• **OBJECTIF ANNONCÉ**
Veuillez transcrire mot pour mot le passage de l'article sur le Swiss Psych Fest qui va de « Illustration: Juliette Rosset » jusqu'à « psychédélique stricto sensu. » inclus.

• **EXTRAIT DU TEXTE**
Représenter l'identité Psych contemporaine: Swiss Psych Fest

Illustration: Juliette Rosset (tirée de l'affiche officielle par Gaël Faure)

« Feed your head »: plus de quatre décennies ont passé et l'étendard psychédélique semble plus que jamais fièrement flotter dans les airs de notre époque policée. Moins de tubes comme le "White Rabbit" du Jefferson Airplane certes, mais tout autant de groupes qui plongent corps et âme. Ultime bastion rock? Plus que cela nous répondent les organisateurs de l'entité helvétique du Swiss Psych Fest, dans un long entretien préfigurant la seconde édition imminente. L'occasion de revenir sur l'histoire et la naissance de cette aventure débutée dans les années 2000 et dès lors devenue véritable franchise, mais aussi de discerner les traits d'une scène suisse en permanente régénération. Car en arrière-fond se détache véritablement un esprit indépendant plus qu'une scène psychédélique stricto sensu. 

« Nous aurions bien évidemment pu nommer le Swiss Psych Fest le "Yverdon Psych Fest" mais cela n'aurait pas fait sens: notre objectif est en effet de renforcer l'identité nationale de cette scène indépendante ». Aux côtés de Juliette Rosset, Steve Navid et Jérôme Poletti, Mathieu Cacheux et Tom Guex représentent le Swiss Psych Fest et nous accordent un peu de leur temps pour présenter cette seconde édition qui aura lieu le week-end du 9 et 10 mai 2014 dans cet l’Amalgame d’Yverdon en pleine forme depuis quelques années. Une édition qui évite judicieusement une fois de plus l'accumulation de grands noms: autour de quelques pointures anglo-saxonnes (Telescopes, Oscillation), on retrouve de nombreux romands et un nombre incroyable de formations issues de la capitale. Après avoir discerné le problème du cloisonnement helvétique (« nous avons pris conscience qu’une scène suisse allemande extrêmement riche existait. Cependant, ce vivier musical reste difficilement accessible pour le publique romand, un problème auquel est également confronté le publique suisse allemand vis à vis de la scène romande »), la solution semblait toute trouvée et idéale: The Swiss Reverb Federation naissait en 2011, association composée de jeunes musiciens passionnés, de programmateurs et du groupe suisse Widdershins. Mais au juste, qu'entend-on par psychédélisme aujourd'hui, et qui le représente?


Parlons quelque peu pour débuter de ce Psych Fest nord-américain né en 2008 à Austin et de son évolution en véritable franchise. Quelle est son origine et son évolution?

• **DONNÉES FOURNIES**
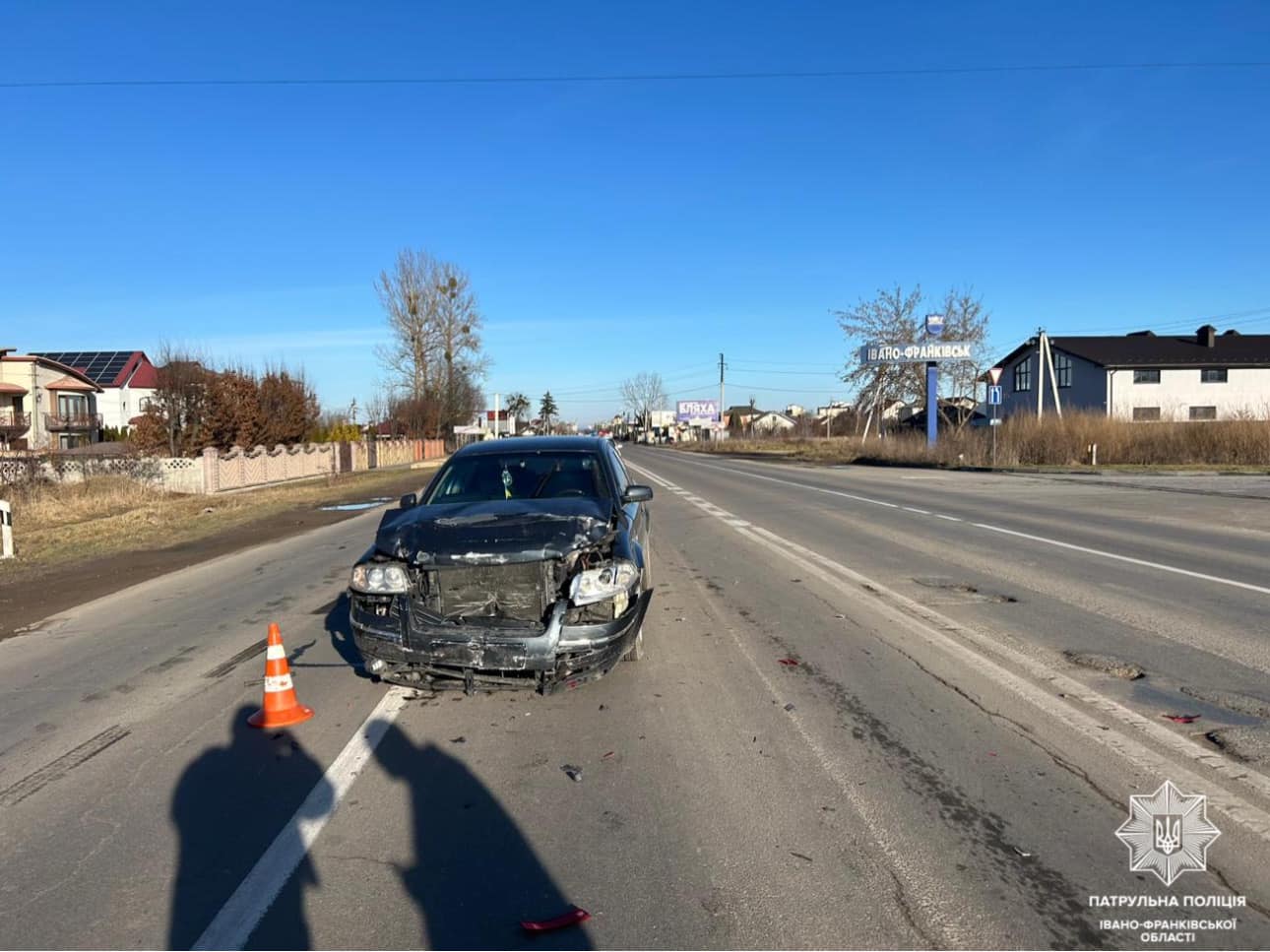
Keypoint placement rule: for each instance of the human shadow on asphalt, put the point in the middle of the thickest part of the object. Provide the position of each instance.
(476, 877)
(341, 630)
(228, 806)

• **CORRIGÉ DE L'EXERCICE**
Illustration: Juliette Rosset (tirée de l'affiche officielle par Gaël Faure)

« Feed your head »: plus de quatre décennies ont passé et l'étendard psychédélique semble plus que jamais fièrement flotter dans les airs de notre époque policée. Moins de tubes comme le "White Rabbit" du Jefferson Airplane certes, mais tout autant de groupes qui plongent corps et âme. Ultime bastion rock? Plus que cela nous répondent les organisateurs de l'entité helvétique du Swiss Psych Fest, dans un long entretien préfigurant la seconde édition imminente. L'occasion de revenir sur l'histoire et la naissance de cette aventure débutée dans les années 2000 et dès lors devenue véritable franchise, mais aussi de discerner les traits d'une scène suisse en permanente régénération. Car en arrière-fond se détache véritablement un esprit indépendant plus qu'une scène psychédélique stricto sensu.